● Task material:
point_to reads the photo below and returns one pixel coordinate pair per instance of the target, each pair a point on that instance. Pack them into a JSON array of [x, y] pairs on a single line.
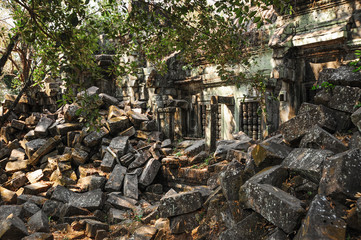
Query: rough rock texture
[[12, 228], [340, 177], [319, 138], [250, 228], [269, 154], [149, 172], [181, 203], [308, 162], [321, 222], [298, 126], [39, 222]]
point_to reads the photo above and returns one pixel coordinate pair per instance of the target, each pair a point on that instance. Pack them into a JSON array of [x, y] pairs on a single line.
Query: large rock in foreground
[[341, 175], [298, 126], [181, 203], [321, 222]]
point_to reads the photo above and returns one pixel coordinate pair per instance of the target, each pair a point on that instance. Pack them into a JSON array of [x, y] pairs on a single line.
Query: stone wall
[[292, 52]]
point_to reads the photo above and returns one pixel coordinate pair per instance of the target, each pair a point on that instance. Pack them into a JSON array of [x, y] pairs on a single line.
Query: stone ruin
[[171, 162]]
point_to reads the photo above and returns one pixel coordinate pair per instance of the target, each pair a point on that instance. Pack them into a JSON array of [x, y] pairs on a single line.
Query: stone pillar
[[211, 129], [166, 121]]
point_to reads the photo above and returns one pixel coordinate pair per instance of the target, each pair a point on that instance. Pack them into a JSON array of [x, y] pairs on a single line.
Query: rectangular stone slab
[[275, 205]]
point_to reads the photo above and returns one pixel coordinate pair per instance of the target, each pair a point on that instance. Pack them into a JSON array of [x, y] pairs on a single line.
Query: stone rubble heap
[[85, 182], [125, 182]]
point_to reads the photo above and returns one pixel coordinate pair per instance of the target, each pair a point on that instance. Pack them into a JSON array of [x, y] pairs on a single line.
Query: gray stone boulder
[[39, 222], [195, 148], [307, 162], [145, 233], [150, 171], [280, 208], [180, 203], [231, 180], [355, 141], [130, 188], [321, 222], [294, 129], [94, 138], [12, 228], [183, 223], [116, 178], [344, 76], [341, 175], [6, 210], [319, 138], [250, 228], [268, 154], [41, 129], [225, 145], [344, 98]]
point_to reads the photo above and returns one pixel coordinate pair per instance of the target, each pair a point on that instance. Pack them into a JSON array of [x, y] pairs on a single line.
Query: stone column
[[211, 130], [166, 121]]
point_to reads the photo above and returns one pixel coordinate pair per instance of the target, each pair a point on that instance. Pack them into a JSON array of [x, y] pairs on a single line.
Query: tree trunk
[[4, 117], [4, 58]]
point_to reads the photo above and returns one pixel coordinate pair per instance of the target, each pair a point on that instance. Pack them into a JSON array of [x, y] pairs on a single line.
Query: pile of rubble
[[123, 181], [57, 178]]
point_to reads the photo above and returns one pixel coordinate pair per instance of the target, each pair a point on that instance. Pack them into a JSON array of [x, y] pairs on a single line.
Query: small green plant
[[138, 218], [356, 63], [358, 105], [325, 85]]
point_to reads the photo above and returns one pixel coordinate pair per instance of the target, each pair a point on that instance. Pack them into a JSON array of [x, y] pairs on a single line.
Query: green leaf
[[256, 19], [252, 14]]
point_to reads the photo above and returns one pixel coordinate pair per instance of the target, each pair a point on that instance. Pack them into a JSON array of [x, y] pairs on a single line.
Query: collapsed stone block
[[231, 180], [32, 146], [280, 208], [307, 162], [225, 145], [344, 98], [150, 171], [46, 148], [121, 202], [137, 118], [108, 162], [39, 222], [117, 124], [341, 175], [63, 129], [183, 223], [321, 222], [269, 154], [41, 129], [196, 148], [252, 227], [297, 127], [94, 138], [180, 203], [12, 228], [119, 145], [319, 138], [92, 226], [130, 188], [115, 180]]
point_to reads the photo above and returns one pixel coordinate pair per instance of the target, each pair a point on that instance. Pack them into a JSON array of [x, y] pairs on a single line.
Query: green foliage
[[138, 218], [356, 63], [325, 85], [64, 36]]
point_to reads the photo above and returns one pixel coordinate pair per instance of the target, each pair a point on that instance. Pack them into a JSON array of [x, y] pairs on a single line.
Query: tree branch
[[9, 49]]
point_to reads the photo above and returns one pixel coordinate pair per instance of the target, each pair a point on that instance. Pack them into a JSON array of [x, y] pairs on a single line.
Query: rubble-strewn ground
[[124, 181]]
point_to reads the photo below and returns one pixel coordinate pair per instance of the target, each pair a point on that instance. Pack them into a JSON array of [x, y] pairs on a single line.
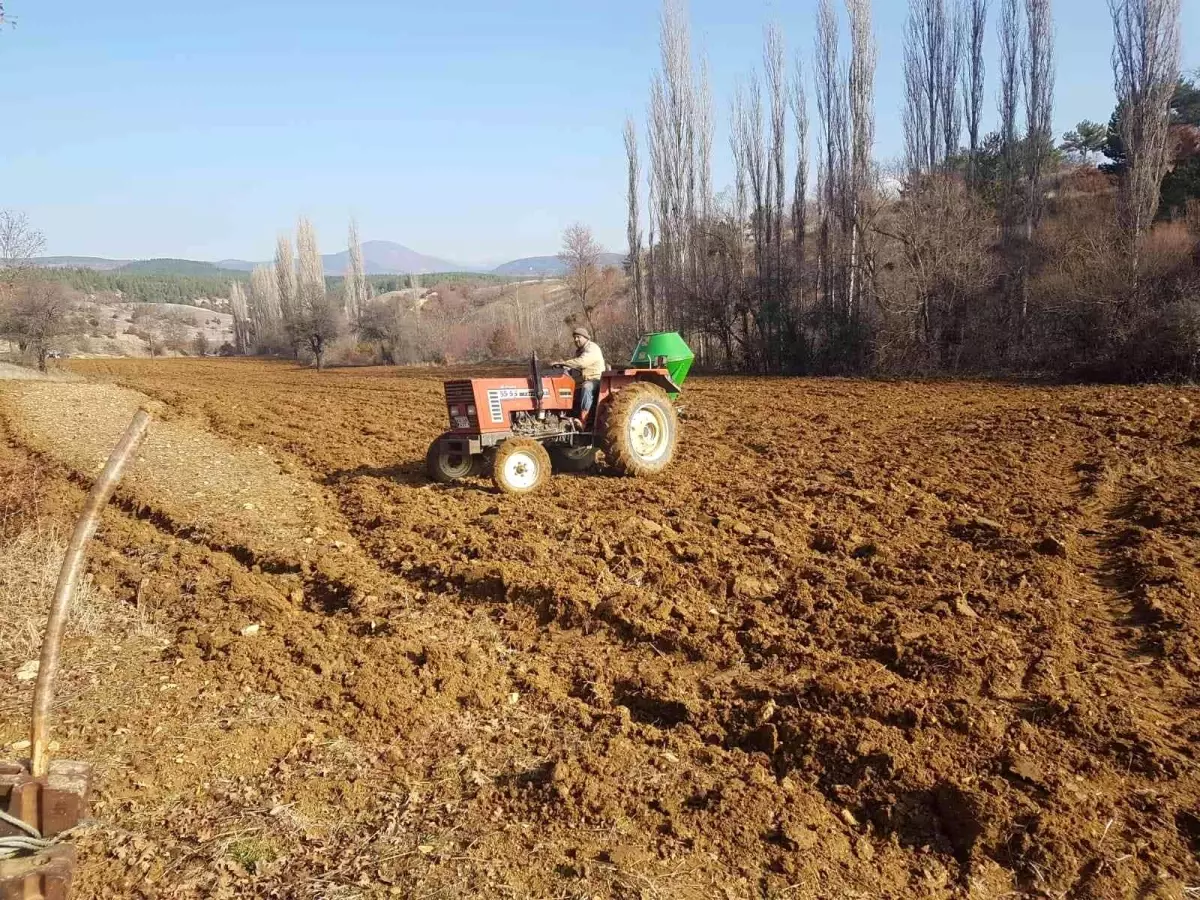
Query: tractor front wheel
[[521, 466], [445, 466], [641, 431]]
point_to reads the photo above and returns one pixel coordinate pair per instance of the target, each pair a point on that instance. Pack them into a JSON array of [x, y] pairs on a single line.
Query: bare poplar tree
[[243, 336], [19, 244], [652, 246], [861, 83], [948, 87], [975, 18], [317, 322], [832, 177], [355, 279], [286, 277], [705, 131], [633, 227], [264, 301], [1009, 103], [777, 191], [581, 257], [1146, 71], [933, 113], [759, 184], [1038, 76], [739, 117], [917, 126], [673, 151], [801, 186]]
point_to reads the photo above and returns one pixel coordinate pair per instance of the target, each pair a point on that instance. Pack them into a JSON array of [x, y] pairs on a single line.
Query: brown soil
[[862, 640]]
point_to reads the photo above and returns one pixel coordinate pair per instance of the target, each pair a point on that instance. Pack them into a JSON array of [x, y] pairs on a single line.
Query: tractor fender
[[654, 376]]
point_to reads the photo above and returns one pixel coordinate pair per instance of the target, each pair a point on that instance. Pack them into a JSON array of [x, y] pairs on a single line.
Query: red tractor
[[525, 426]]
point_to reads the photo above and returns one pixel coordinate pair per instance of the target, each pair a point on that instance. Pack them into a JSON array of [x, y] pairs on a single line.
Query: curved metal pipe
[[69, 576]]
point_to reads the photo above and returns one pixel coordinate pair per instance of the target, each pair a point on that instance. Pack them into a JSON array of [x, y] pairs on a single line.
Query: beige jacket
[[589, 361]]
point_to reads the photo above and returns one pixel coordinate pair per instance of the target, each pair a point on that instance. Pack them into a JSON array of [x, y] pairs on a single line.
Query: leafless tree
[[975, 18], [801, 186], [951, 103], [933, 112], [1038, 76], [834, 153], [777, 193], [673, 154], [19, 244], [924, 52], [705, 130], [581, 256], [861, 84], [286, 277], [39, 312], [317, 323], [355, 286], [633, 227], [264, 301], [1009, 103], [1146, 71], [243, 329], [755, 180]]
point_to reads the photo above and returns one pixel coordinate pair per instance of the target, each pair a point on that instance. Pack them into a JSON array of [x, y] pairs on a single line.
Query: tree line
[[973, 252]]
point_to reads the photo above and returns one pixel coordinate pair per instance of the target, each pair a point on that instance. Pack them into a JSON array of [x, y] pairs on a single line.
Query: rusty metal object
[[48, 807], [69, 576], [46, 876]]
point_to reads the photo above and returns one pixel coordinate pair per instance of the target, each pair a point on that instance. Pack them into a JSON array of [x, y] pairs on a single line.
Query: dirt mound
[[862, 639]]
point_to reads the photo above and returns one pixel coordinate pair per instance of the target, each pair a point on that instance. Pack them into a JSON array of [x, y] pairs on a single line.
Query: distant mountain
[[390, 258], [539, 267], [235, 265], [173, 267], [95, 263], [378, 258]]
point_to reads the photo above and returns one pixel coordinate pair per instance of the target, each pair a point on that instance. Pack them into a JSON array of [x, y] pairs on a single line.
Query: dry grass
[[29, 570]]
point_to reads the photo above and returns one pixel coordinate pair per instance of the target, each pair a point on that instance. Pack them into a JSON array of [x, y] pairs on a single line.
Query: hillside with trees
[[975, 253]]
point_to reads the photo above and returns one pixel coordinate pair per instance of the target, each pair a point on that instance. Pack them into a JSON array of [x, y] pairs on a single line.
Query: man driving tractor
[[591, 365]]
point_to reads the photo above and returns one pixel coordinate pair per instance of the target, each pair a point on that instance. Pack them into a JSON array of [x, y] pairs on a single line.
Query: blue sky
[[473, 130]]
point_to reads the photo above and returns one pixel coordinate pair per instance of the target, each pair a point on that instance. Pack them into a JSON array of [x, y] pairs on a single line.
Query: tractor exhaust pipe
[[539, 390]]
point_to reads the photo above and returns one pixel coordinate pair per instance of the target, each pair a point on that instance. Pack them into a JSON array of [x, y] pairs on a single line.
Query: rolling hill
[[552, 267], [378, 257]]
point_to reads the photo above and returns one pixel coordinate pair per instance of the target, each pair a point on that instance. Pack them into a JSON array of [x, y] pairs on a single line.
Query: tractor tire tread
[[617, 451], [514, 445]]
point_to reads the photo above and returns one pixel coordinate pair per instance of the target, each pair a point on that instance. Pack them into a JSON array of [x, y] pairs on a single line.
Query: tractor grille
[[461, 394]]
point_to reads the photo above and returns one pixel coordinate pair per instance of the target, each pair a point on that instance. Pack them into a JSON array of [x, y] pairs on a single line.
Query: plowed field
[[862, 640]]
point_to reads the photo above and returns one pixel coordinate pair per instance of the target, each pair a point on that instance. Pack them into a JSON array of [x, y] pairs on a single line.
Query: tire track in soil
[[1115, 629]]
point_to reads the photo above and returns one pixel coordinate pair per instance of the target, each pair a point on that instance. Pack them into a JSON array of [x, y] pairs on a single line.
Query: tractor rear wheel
[[641, 431], [445, 466], [573, 459], [521, 466]]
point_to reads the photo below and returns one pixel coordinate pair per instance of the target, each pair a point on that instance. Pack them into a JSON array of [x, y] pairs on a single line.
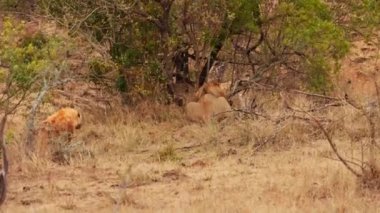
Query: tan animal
[[208, 107], [65, 120], [211, 87]]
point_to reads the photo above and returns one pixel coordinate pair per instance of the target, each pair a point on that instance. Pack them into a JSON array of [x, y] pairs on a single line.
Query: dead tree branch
[[328, 137]]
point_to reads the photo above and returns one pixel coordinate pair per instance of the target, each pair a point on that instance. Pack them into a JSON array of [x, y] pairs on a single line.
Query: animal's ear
[[200, 91]]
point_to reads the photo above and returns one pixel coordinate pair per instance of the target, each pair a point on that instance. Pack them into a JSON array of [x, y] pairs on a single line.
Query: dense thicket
[[153, 40]]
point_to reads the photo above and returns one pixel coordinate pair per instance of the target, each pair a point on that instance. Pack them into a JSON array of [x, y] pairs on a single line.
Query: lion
[[65, 120], [207, 108], [211, 87]]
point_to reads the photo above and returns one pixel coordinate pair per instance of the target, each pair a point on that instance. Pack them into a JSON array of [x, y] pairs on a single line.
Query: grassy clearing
[[163, 163]]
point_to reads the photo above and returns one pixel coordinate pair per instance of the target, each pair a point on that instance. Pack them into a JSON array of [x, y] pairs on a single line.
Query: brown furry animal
[[211, 87], [206, 108], [65, 120]]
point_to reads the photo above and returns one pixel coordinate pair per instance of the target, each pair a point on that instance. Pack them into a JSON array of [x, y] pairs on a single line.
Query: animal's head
[[213, 88], [79, 121]]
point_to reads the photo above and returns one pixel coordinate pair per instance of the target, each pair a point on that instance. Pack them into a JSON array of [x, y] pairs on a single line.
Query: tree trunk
[[4, 171], [219, 41]]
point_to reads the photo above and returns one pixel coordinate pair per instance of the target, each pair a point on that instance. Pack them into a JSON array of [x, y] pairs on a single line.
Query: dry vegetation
[[149, 158]]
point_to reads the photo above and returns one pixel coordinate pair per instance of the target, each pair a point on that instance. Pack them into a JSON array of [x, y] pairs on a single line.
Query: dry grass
[[163, 163]]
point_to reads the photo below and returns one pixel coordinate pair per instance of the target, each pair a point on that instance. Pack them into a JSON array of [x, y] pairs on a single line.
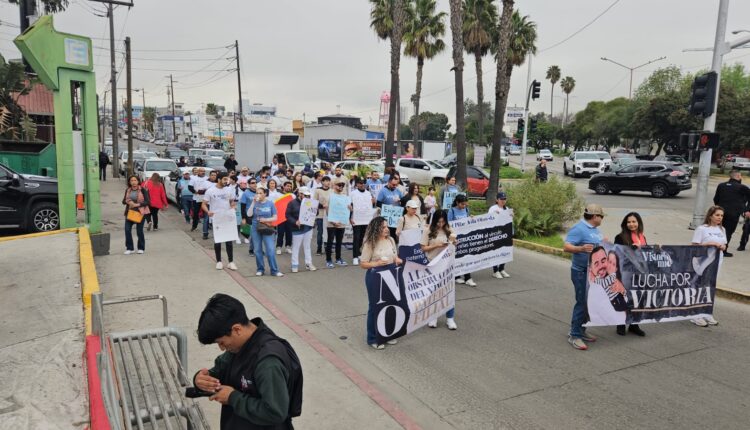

● Required work:
Copy the material above word for word, from its first line through the line that contains "[[211, 129], [166, 121]]", and leave the pictures out.

● Task result:
point_to reads the photo below and returns one pixel coordinate pair per instance of the target, each pair a point on that instance. Pack them into a JSON array of [x, y] pairs on a single line.
Query: rough rock texture
[[12, 228], [340, 177], [319, 138], [250, 228], [269, 154], [149, 172], [181, 203], [308, 162], [321, 222], [298, 126], [39, 222]]
point_to reads the photo above and returns one pixel coordinate pair per instance of the target, each pair a point on that instance. Pack them into a JSON array of [x, y] pairs on a single line.
Query: large rock in foreground
[[341, 175], [298, 126], [181, 203], [321, 222]]
point_to reads the photo above and returns one pixel coordinate pair per instance of the target, each pair a point on that instance. Pack them into a JSON array of [x, y] pairs on a single line.
Query: stone wall
[[292, 52]]
point_to reads the photo above and returns one pixel coordinate pair per instance of the target, each pair a point on that instance. Pack them into a JSON array of [x, y] pairs on a single line.
Query: stone ruin
[[171, 162]]
point_to reads the photo above and returns one pixel coordinate pair per instance of the target, each pair a point on that instance. Pack them into a JSON array of [x, y] pairs on a single line.
Query: stone pillar
[[211, 129], [166, 121]]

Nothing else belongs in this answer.